▶ _AVAILABLE RECORDS_:
┌──

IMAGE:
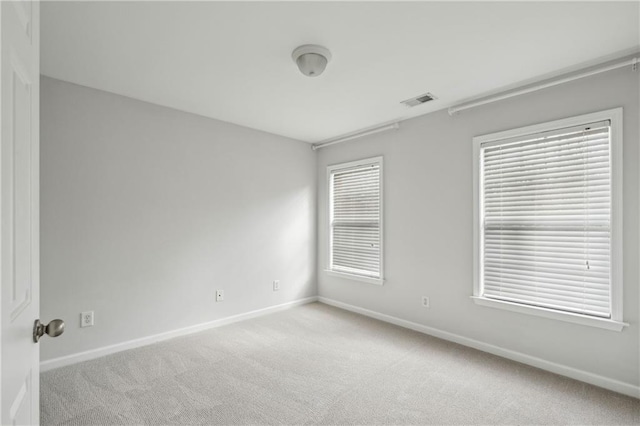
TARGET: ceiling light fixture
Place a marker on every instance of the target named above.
(311, 59)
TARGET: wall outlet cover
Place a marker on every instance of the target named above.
(86, 319)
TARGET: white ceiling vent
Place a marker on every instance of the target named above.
(418, 100)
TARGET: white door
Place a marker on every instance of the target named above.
(19, 251)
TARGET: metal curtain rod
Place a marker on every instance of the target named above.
(355, 135)
(633, 62)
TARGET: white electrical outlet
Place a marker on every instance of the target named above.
(86, 319)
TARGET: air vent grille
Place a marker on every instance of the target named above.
(419, 100)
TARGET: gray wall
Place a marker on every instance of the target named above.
(146, 211)
(428, 227)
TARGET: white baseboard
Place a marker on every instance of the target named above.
(136, 343)
(563, 370)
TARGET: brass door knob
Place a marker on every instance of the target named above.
(53, 329)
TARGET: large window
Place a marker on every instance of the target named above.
(547, 219)
(355, 220)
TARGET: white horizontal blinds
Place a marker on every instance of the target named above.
(547, 220)
(355, 220)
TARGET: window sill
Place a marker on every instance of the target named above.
(376, 281)
(552, 314)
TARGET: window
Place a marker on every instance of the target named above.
(355, 220)
(547, 219)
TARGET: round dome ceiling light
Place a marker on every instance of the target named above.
(311, 59)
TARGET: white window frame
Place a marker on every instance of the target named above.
(340, 274)
(615, 322)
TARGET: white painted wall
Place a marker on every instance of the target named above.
(428, 228)
(146, 211)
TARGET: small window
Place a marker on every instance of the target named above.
(355, 220)
(547, 217)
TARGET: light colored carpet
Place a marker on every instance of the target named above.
(316, 364)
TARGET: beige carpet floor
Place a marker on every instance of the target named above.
(315, 364)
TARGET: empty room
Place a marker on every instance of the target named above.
(325, 212)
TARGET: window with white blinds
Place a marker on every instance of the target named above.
(545, 213)
(355, 192)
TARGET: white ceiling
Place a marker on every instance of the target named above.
(232, 60)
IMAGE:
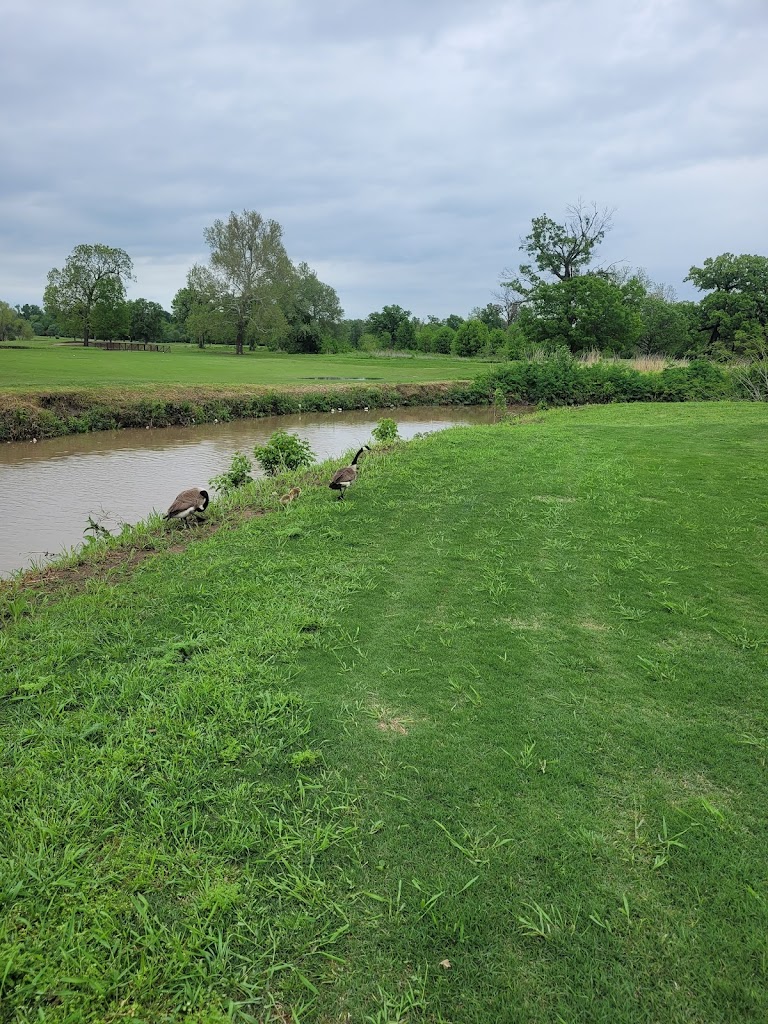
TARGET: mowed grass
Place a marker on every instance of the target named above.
(485, 741)
(77, 367)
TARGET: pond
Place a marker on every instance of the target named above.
(50, 488)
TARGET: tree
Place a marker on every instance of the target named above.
(110, 321)
(471, 338)
(385, 324)
(146, 320)
(91, 274)
(667, 327)
(491, 314)
(313, 310)
(560, 250)
(582, 313)
(736, 310)
(249, 271)
(202, 307)
(509, 302)
(11, 325)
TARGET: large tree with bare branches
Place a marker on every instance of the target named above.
(249, 271)
(559, 250)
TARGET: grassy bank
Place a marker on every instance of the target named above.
(52, 414)
(483, 742)
(51, 368)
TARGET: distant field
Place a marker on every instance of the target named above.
(26, 369)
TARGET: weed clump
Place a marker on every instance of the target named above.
(284, 452)
(385, 431)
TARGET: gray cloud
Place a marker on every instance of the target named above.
(403, 147)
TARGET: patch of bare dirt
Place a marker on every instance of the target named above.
(51, 579)
(391, 725)
(590, 624)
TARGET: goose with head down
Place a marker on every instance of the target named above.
(190, 503)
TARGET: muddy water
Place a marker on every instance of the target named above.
(50, 488)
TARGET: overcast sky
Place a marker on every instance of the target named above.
(403, 145)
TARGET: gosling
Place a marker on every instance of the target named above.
(292, 495)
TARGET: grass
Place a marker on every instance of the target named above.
(33, 368)
(485, 741)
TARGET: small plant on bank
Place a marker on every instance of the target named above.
(385, 431)
(283, 452)
(237, 476)
(500, 403)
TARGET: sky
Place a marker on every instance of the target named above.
(404, 146)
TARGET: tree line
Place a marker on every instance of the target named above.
(250, 294)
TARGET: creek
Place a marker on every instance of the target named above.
(51, 487)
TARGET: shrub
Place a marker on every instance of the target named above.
(237, 476)
(385, 432)
(283, 452)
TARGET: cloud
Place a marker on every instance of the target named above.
(404, 147)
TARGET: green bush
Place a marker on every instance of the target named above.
(283, 452)
(560, 380)
(385, 432)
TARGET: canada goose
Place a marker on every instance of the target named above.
(292, 495)
(192, 502)
(343, 477)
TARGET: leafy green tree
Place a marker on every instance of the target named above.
(668, 328)
(92, 274)
(312, 310)
(735, 311)
(562, 251)
(406, 336)
(351, 331)
(385, 324)
(111, 321)
(249, 272)
(11, 325)
(582, 313)
(471, 338)
(146, 321)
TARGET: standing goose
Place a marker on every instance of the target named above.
(345, 476)
(192, 502)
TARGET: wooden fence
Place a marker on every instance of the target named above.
(131, 346)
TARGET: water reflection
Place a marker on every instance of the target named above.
(50, 488)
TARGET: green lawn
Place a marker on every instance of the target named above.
(28, 369)
(484, 742)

└──

▶ _EXERCISE INSTRUCTIONS_:
Put the part of the entries that opens with the line containing "TARGET: creek" and runs through the final line of the entries into a JSON list of strings, one string per line, with blank lines omitted.

▶ _THE SOLUTION_:
[
  "TARGET: creek",
  "Place a marker on every instance of the target named above.",
  "(51, 487)",
  "TARGET: shrub",
  "Place a marker on every instance of the target named above.",
  "(237, 476)",
  "(385, 432)",
  "(283, 452)",
  "TARGET: cloud",
  "Place a marker on every instance of the target named above.",
  "(404, 147)",
  "TARGET: green bush",
  "Place a marker on every instance of the target named above.",
  "(283, 452)",
  "(560, 380)",
  "(385, 432)",
  "TARGET: canada goose",
  "Place a marker on every instance of the target named above.",
  "(292, 495)",
  "(192, 502)",
  "(343, 477)",
  "TARGET: leafy green tree",
  "Place a marker on every instance of the target named above.",
  "(668, 328)",
  "(92, 274)",
  "(312, 310)",
  "(735, 311)",
  "(562, 251)",
  "(406, 336)",
  "(351, 331)",
  "(385, 324)",
  "(111, 321)",
  "(249, 272)",
  "(11, 325)",
  "(582, 313)",
  "(471, 338)",
  "(146, 321)",
  "TARGET: standing goose",
  "Place a marker on every instance of the target named above.",
  "(345, 476)",
  "(192, 502)",
  "TARGET: wooden fence",
  "Place a marker on every instance of the target named above.",
  "(131, 346)",
  "TARGET: water reflection",
  "Place a marker on every instance of the target named above.",
  "(50, 488)",
  "TARGET: green lawn",
  "Place a marker on every instance of the target named above.",
  "(28, 369)",
  "(484, 742)"
]